GIVEN REQUEST
Copy out, exactly as given, every line from the line with "Spot the yellow" to the end of the listing, both of those lines included.

RECORDS SUPPLIED
+ + + + +
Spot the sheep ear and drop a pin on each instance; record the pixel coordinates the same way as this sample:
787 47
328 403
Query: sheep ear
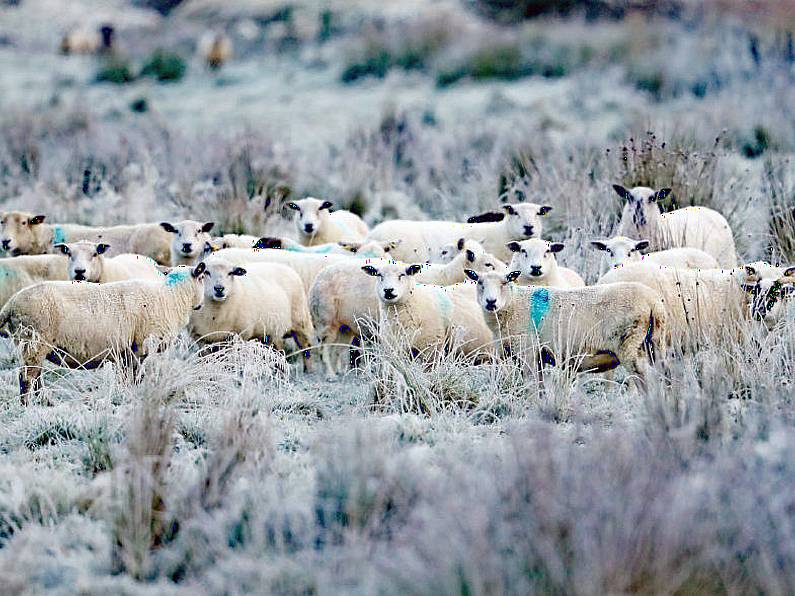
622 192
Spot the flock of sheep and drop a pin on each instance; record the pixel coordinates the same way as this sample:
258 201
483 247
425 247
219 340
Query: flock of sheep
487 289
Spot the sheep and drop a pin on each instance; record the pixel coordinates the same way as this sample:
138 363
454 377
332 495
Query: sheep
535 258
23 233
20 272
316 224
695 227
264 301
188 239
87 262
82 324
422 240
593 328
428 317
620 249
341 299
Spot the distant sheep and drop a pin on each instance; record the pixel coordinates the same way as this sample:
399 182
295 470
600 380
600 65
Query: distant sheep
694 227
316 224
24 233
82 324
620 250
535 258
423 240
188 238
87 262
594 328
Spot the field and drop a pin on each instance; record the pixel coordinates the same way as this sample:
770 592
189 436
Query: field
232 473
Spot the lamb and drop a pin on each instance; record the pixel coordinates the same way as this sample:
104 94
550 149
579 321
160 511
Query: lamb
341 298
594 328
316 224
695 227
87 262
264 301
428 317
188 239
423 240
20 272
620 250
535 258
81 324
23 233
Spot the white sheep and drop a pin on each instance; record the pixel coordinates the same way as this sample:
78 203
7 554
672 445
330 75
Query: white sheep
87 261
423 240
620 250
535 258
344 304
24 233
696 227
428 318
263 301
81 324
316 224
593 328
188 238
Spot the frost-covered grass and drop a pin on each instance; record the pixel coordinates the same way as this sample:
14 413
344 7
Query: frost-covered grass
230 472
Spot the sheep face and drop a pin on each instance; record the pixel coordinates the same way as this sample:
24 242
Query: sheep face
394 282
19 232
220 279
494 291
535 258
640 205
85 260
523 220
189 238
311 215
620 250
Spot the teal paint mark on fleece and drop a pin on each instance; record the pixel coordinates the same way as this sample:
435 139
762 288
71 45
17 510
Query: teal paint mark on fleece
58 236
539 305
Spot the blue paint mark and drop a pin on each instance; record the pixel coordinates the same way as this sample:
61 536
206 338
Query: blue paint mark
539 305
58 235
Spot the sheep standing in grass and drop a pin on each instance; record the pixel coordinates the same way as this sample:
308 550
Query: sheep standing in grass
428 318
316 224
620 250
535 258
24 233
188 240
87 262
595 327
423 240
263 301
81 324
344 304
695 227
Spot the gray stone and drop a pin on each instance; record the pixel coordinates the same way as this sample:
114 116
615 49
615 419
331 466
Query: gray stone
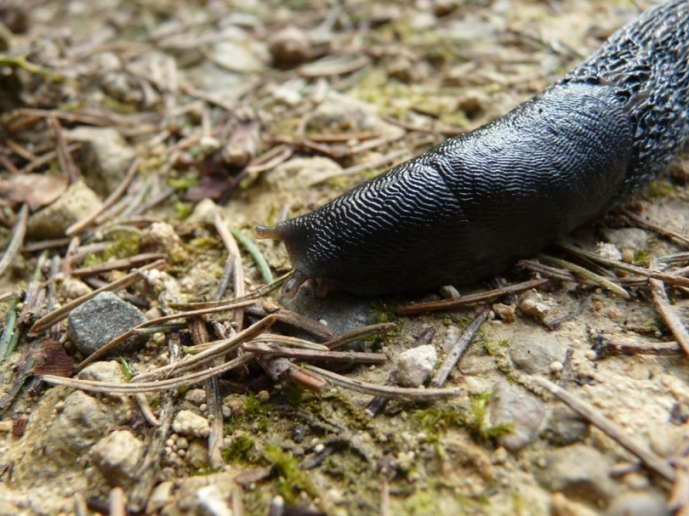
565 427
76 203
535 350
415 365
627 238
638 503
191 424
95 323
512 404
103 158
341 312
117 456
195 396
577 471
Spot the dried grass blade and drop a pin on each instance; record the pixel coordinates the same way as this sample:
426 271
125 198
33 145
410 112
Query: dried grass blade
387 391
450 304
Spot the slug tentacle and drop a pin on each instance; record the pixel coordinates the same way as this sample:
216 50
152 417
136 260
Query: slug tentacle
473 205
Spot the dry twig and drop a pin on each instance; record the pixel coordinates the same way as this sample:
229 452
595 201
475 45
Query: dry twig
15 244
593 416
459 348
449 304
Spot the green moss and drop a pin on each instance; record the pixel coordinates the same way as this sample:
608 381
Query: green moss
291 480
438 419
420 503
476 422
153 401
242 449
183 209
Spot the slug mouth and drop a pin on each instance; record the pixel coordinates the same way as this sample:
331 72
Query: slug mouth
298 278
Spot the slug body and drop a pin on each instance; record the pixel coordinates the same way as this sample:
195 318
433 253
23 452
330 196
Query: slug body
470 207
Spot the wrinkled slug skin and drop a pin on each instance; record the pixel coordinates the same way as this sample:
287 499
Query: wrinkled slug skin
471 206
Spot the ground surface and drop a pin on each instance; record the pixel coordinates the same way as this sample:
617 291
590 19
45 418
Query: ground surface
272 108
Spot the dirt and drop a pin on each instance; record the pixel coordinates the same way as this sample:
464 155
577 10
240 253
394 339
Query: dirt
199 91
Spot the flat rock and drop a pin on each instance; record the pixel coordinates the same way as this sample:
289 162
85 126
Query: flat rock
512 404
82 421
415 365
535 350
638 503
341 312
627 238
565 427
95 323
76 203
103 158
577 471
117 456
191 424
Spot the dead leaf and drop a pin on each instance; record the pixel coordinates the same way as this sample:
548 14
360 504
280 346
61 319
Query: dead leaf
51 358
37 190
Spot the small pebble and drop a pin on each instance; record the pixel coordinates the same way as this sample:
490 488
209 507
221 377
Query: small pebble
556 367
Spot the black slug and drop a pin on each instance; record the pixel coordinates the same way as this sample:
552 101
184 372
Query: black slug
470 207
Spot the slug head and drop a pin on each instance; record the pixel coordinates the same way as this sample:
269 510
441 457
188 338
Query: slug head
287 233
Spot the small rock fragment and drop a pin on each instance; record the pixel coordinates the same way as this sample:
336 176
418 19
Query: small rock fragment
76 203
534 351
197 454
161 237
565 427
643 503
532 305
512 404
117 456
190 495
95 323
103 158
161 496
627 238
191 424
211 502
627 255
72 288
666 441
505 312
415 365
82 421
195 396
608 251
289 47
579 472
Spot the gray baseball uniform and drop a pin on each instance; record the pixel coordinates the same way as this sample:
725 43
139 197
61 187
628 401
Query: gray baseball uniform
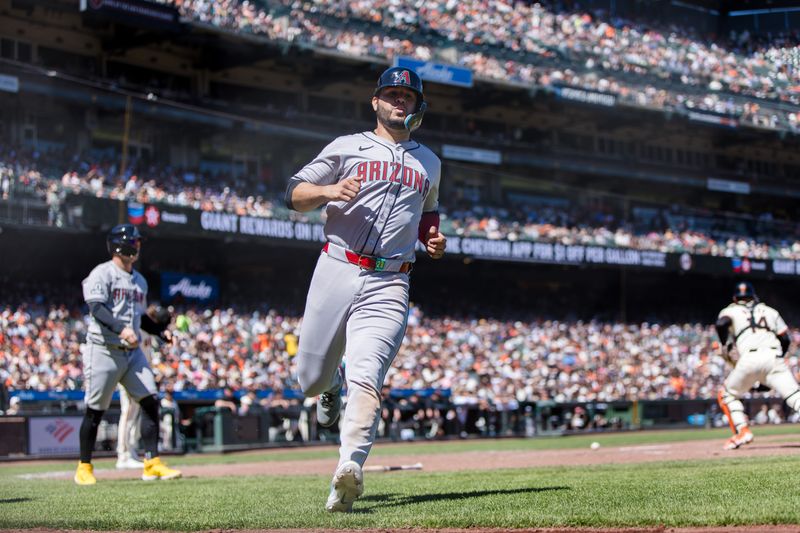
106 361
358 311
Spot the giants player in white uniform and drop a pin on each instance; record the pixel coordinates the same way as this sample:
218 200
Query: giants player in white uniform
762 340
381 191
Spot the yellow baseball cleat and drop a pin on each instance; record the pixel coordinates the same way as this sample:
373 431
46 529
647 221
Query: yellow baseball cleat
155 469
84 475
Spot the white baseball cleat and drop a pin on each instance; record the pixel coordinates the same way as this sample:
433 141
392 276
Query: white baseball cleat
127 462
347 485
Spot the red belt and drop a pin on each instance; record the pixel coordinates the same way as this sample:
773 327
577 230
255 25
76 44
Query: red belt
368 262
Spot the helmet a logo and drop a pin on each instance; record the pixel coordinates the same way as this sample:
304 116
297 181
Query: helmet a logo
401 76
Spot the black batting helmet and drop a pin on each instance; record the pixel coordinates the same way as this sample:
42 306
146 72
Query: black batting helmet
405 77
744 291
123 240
+ + + + +
RESPONSE FOR THIS EXERCISE
Spot the yellow baseball cleat and drop a pin on each instance; record the pixel coordinates the same way as this sample:
373 431
46 529
647 221
Query: yellow baseball cleat
155 469
84 475
Spot the white baseball cleat and drop a pin on each instance; record the pixel coordinates the same way as this sample:
433 141
392 276
Query: white baseball cleat
127 462
347 485
Spot the red belt and drop a pin on each instance; record the pixel coordinates the same way as this sample:
773 327
577 230
255 25
76 44
Query: red belt
368 262
Spot the helmet a logo and drop a pin on each instance; record the pixel coordinates the same way as this sample:
304 116
297 181
Query: helmet a logo
401 76
Spot the black batting helmet and drop a pin on each instance; record the pixel coordinates the same way as this sample:
42 306
146 72
Query: black batting helmet
405 77
744 291
123 240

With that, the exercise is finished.